What is expected: Convert every line of the records below into a numbered list and omit any blank lines. Leave the pictures out of the result.

(Items listed in a dataset)
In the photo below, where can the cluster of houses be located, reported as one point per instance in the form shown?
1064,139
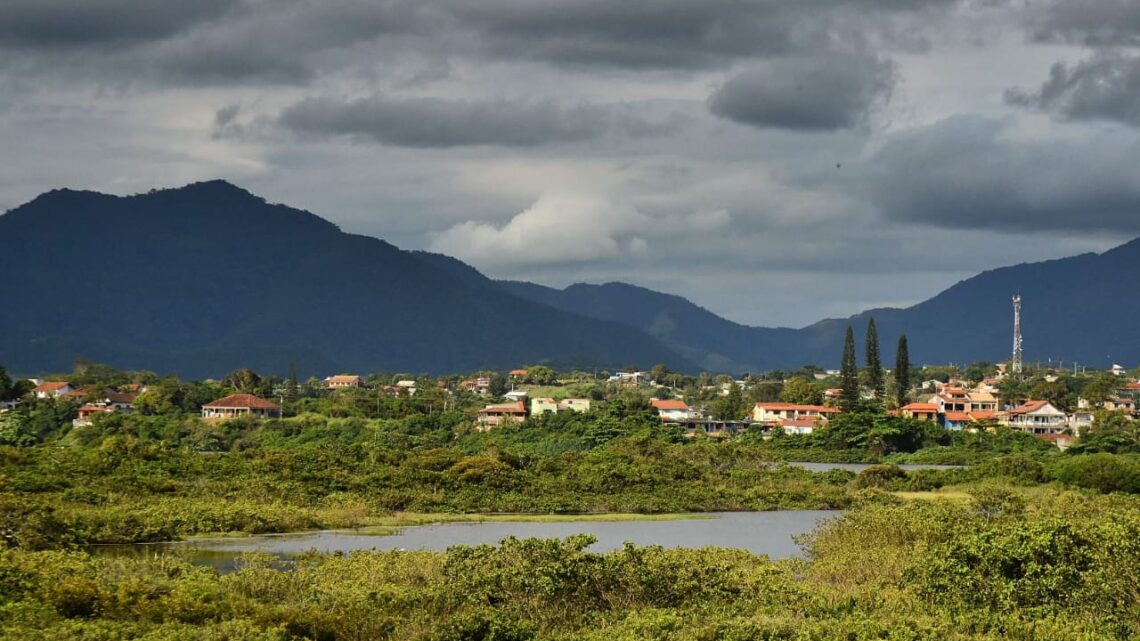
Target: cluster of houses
952,405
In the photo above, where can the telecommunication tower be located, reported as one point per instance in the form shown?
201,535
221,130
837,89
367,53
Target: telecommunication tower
1016,363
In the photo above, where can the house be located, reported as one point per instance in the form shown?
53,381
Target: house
629,379
920,411
241,405
51,389
501,414
575,405
543,406
672,411
1036,418
800,426
774,413
342,381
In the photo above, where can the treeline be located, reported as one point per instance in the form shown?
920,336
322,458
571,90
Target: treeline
996,567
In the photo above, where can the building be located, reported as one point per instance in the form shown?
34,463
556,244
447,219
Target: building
51,389
543,406
575,405
672,411
773,413
1036,418
241,405
799,426
342,381
501,414
920,411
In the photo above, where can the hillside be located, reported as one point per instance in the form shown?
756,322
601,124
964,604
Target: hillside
1074,308
209,277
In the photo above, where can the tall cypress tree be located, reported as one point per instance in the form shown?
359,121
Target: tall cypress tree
873,363
848,374
902,372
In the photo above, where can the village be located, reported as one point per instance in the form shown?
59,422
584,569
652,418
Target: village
719,407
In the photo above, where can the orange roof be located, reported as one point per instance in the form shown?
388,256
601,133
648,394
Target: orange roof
242,402
792,406
50,386
505,408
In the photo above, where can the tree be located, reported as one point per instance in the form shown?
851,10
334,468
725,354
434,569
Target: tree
799,390
848,374
902,371
291,389
873,363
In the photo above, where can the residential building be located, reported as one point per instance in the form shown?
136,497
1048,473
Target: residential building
575,405
920,411
241,405
800,426
51,389
776,412
501,414
672,411
543,406
342,381
1036,418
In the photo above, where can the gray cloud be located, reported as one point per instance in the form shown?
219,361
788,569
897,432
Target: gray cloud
76,23
439,122
967,172
1105,87
809,94
1090,23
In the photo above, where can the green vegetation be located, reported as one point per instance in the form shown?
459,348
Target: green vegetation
1002,565
1025,543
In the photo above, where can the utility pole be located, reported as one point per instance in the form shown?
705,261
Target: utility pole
1016,363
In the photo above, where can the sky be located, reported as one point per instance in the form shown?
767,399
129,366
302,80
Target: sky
776,162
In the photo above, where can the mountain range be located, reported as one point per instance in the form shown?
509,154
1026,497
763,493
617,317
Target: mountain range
205,278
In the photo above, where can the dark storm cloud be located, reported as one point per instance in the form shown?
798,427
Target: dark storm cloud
824,92
966,172
672,33
1105,87
1091,23
60,24
439,122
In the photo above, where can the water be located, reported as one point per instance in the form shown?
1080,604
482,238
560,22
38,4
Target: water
860,467
763,533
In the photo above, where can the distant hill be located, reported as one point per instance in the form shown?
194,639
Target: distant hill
1082,308
209,277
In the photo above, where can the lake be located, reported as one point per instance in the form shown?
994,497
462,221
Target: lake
763,533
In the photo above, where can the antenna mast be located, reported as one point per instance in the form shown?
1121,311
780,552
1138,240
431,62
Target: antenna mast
1016,363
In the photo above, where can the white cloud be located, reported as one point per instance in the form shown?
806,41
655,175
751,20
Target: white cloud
555,229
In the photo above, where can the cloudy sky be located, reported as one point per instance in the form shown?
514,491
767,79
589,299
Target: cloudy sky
774,161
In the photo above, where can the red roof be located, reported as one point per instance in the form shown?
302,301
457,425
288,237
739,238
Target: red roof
792,406
242,402
1028,406
50,386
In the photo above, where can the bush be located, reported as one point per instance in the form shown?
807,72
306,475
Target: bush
1102,472
884,477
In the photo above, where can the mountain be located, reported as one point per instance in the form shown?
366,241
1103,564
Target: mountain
1080,308
209,277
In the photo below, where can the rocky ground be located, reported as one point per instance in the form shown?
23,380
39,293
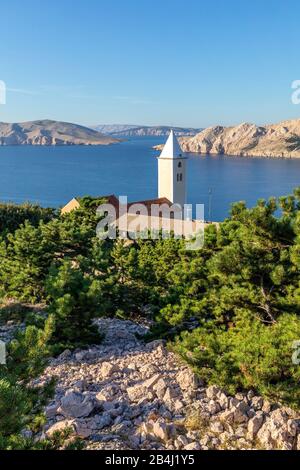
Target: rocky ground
126,394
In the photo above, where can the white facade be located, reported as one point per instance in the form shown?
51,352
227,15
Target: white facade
172,172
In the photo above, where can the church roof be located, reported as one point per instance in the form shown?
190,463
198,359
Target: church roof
172,148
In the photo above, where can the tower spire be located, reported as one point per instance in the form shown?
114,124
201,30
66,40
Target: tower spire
172,148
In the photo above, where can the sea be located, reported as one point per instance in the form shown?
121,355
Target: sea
51,176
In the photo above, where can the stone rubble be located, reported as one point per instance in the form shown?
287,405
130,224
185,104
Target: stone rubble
127,394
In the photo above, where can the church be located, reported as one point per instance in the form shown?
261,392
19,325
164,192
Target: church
167,211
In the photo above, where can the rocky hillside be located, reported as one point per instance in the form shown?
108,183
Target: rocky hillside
48,132
275,140
142,131
127,394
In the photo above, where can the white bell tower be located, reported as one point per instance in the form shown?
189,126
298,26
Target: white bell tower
172,172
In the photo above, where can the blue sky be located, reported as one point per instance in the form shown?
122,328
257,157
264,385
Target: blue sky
190,63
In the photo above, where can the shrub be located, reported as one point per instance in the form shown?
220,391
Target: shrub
248,355
75,299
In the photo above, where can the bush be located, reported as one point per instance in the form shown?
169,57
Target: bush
248,355
75,299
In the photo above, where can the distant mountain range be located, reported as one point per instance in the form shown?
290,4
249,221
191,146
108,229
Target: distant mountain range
131,130
48,132
273,140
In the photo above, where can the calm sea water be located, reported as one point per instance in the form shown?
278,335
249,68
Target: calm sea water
51,176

Expected answer:
1. In the photo below, where can the cluster of houses be located, reported as one point per instance in the form shown?
2. 1064,139
3. Target: cluster of houses
4. 952,405
5. In the photo above, where can the telecommunication tower be located, reported as one point per instance in the form shown?
6. 201,535
7. 221,130
8. 837,89
9. 367,53
10. Target: telecommunication tower
11. 1016,363
12. In the photo above, where can the house be located, reported as one point per instance in the form shown?
13. 53,381
14. Target: house
15. 629,379
16. 920,411
17. 241,405
18. 51,389
19. 501,414
20. 575,405
21. 543,406
22. 672,411
23. 1036,418
24. 800,426
25. 774,413
26. 342,381
27. In the photo above, where can the treeline be located, reported as one point per instance in the form shown?
28. 920,336
29. 322,458
30. 571,90
31. Target: treeline
32. 996,567
33. In the photo above, where can the building be located, reported as one point per instance in the form shown?
34. 34,463
35. 556,244
36. 447,219
37. Target: building
38. 51,389
39. 543,406
40. 575,405
41. 672,411
42. 773,413
43. 1036,418
44. 241,405
45. 799,426
46. 342,381
47. 501,414
48. 920,411
49. In the photo above, where can the hillside be located, reported as one point per instance in the form shown?
50. 756,322
51. 601,124
52. 964,604
53. Target: hillside
54. 1074,308
55. 209,277
56. In the photo above, where can the tall cypress tree be located, reported as one point per instance in the form shown?
57. 359,121
58. Target: tall cypress tree
59. 873,363
60. 848,374
61. 902,372
62. In the photo above, where can the village be located, reported as one point per instance in the form shown?
63. 59,422
64. 584,569
65. 652,418
66. Target: village
67. 719,407
68. In the photo above, where can the orange roof be located, reported as one point per instance in the form shown?
69. 388,256
70. 601,133
71. 648,394
72. Target: orange roof
73. 242,402
74. 792,406
75. 50,386
76. 505,408
77. In the photo above, where can the tree be located, reported as one point per instance in the form shown?
78. 851,10
79. 334,468
80. 725,354
81. 434,569
82. Target: tree
83. 799,390
84. 848,374
85. 902,371
86. 291,389
87. 873,363
88. In the photo above, where can the residential building be located, reported as one point per instance in the form shown?
89. 136,497
90. 1048,473
91. Target: residential building
92. 575,405
93. 920,411
94. 241,405
95. 800,426
96. 51,389
97. 776,412
98. 501,414
99. 672,411
100. 543,406
101. 342,381
102. 1036,418
103. In the photo above, where can the gray cloud be located, reported as one point per instance in the form shown?
104. 219,361
105. 788,569
106. 897,432
107. Target: gray cloud
108. 76,23
109. 439,122
110. 967,172
111. 1105,87
112. 809,94
113. 1090,23
114. In the photo above, where can the green vegetation be located, reported as one point per instance in the form shown?
115. 459,348
116. Target: green vegetation
117. 1002,565
118. 1025,543
119. In the photo above, where can the utility pole be located, reported as one point per instance in the form shown?
120. 705,261
121. Target: utility pole
122. 1016,363
123. In the photo above, where can the sky be located, reported as one point per instance in the form shown?
124. 767,399
125. 129,366
126. 302,80
127. Target: sky
128. 776,162
129. In the photo above, where can the mountain range be located, reported as one point per instance in the form shown?
130. 509,154
131. 1026,497
132. 763,493
133. 617,317
134. Target: mountain range
135. 205,278
136. In the photo above, where can the dark storm cloud be located, reported as one point per instance in the form shown?
137. 798,427
138. Target: dark storm cloud
139. 824,92
140. 966,172
141. 672,33
142. 1105,87
143. 1091,23
144. 60,24
145. 439,122
146. In the photo above, where can the water be located, reported as one point per instance in the form shown?
147. 1080,604
148. 482,238
149. 560,22
150. 38,4
151. Target: water
152. 860,467
153. 763,533
154. In the photo above, where can the distant hill be located, reported as one point per instance in the form shown?
155. 194,639
156. Target: distant hill
157. 1082,308
158. 209,277
159. In the photo above, where can the lake be located, reported as one point per instance in the form shown?
160. 994,497
161. 462,221
162. Target: lake
163. 763,533
164. In the photo above, where can the antenna mast be located, reported as one point per instance in the form shown?
165. 1121,311
166. 780,552
167. 1138,240
168. 431,62
169. Target: antenna mast
170. 1016,363
171. In the photo above, where can the white cloud be located, reported as one point per instance in the form shown?
172. 806,41
173. 655,175
174. 751,20
175. Target: white cloud
176. 555,229
177. In the photo above, where can the cloudy sky be located, reported as one point per instance in the form shown?
178. 514,491
179. 767,79
180. 589,299
181. Target: cloudy sky
182. 774,161
183. In the photo above, where can the red roof be located, reported as one point per instance in the form shown?
184. 302,301
185. 457,425
186. 288,237
187. 739,238
188. Target: red roof
189. 792,406
190. 242,402
191. 1028,406
192. 50,386
193. In the photo above, where can the bush be located, reported as one point per instance in the form shown?
194. 807,72
195. 306,475
196. Target: bush
197. 1102,472
198. 884,477
199. In the photo above, where can the mountain be located, reported as one point per instance in the form shown?
200. 366,241
201. 1103,564
202. Target: mountain
203. 1080,308
204. 209,277
205. In the photo below, where can the rocky ground be located, reported as one point per instance in the form shown?
206. 23,380
207. 39,293
208. Target: rocky ground
209. 126,394
210. In the photo above, where can the white facade be located, reported as one point per instance in the form shown?
211. 51,352
212. 227,15
213. Target: white facade
214. 172,172
215. In the photo above, where can the church roof be located, reported as one point per instance in the form shown?
216. 190,463
217. 198,359
218. Target: church roof
219. 172,148
220. In the photo above, where can the tower spire be located, reported as one point per instance in the form shown?
221. 114,124
222. 201,30
223. 66,40
224. Target: tower spire
225. 172,148
226. In the photo above, where can the sea be located, reported as one point per instance in the form shown?
227. 121,355
228. Target: sea
229. 51,176
230. In the photo above, where can the stone rubble be located, reported as one point per instance in the form shown?
231. 287,405
232. 130,224
233. 185,104
234. Target: stone rubble
235. 127,394
236. In the photo above, where can the church be located, reported as one point per instance in the form shown?
237. 261,392
238. 19,325
239. 164,192
240. Target: church
241. 167,211
242. In the photo above, where can the rocky hillside be located, reported as one point per instance in the form shown?
243. 108,183
244. Target: rocky hillside
245. 48,132
246. 275,140
247. 142,131
248. 127,394
249. In the photo above, where can the white bell tower be located, reported as one point per instance in the form shown?
250. 189,126
251. 298,26
252. Target: white bell tower
253. 172,172
254. In the photo above, where can the blue sky be located, reported as one point per instance in the form shown?
255. 122,328
256. 257,157
257. 264,385
258. Target: blue sky
259. 190,63
260. In the photo above, where can the shrub be located, reported as one point per instance in the form shown?
261. 220,391
262. Target: shrub
263. 248,355
264. 75,299
265. In the photo above, where can the bush be located, reported as one point per instance in the form shown?
266. 169,57
267. Target: bush
268. 248,355
269. 75,299
270. In the photo above, where can the distant mountain range be located, reported as one point per instance in the form shown?
271. 290,4
272. 249,221
273. 191,146
274. 108,229
275. Target: distant mountain range
276. 131,130
277. 48,132
278. 273,140
279. In the photo above, where can the calm sea water be located, reported as one point per instance in the form shown?
280. 278,335
281. 249,68
282. Target: calm sea water
283. 51,176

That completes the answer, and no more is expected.